* **Set problem**: Could you copy each of the rows below word for word, leaving nothing out?
-- start Entries --
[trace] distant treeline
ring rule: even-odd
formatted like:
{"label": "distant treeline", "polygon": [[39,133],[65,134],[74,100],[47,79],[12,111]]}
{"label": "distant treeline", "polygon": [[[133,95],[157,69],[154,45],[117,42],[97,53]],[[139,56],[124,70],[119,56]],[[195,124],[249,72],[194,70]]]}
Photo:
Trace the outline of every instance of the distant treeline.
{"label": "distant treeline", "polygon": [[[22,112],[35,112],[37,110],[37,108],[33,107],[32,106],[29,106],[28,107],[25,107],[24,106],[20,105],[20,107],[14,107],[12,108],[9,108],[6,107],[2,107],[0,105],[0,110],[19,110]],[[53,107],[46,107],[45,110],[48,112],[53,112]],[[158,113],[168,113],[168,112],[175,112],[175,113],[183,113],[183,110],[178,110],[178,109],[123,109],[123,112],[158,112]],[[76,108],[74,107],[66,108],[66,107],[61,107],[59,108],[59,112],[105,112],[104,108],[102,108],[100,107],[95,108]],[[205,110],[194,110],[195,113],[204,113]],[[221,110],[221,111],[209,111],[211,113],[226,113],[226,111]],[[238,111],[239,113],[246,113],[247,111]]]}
-- end Entries --
* **Solution to this exercise**:
[trace] distant treeline
ring rule: even-odd
formatted like:
{"label": "distant treeline", "polygon": [[39,133],[65,134],[74,100],[47,79],[12,111]]}
{"label": "distant treeline", "polygon": [[[133,95],[157,69],[154,45],[117,42],[97,53]],[[139,56],[124,70],[119,56]],[[195,124],[249,72],[194,70]]]}
Photo:
Trace the outline of every instance of the distant treeline.
{"label": "distant treeline", "polygon": [[[22,112],[35,112],[37,110],[37,108],[33,107],[32,106],[29,106],[28,107],[25,107],[24,106],[20,105],[20,107],[14,107],[12,108],[9,108],[6,107],[2,107],[0,105],[0,110],[19,110]],[[53,107],[46,107],[45,110],[48,112],[53,112]],[[158,113],[168,113],[168,112],[175,112],[175,113],[183,113],[183,110],[178,110],[178,109],[123,109],[123,112],[158,112]],[[76,108],[74,107],[66,108],[66,107],[61,107],[59,108],[59,112],[105,112],[104,108],[102,108],[100,107],[95,108]],[[205,110],[194,110],[195,113],[204,113]],[[221,110],[221,111],[209,111],[211,113],[226,113],[226,111]],[[238,111],[239,113],[246,113],[247,111]]]}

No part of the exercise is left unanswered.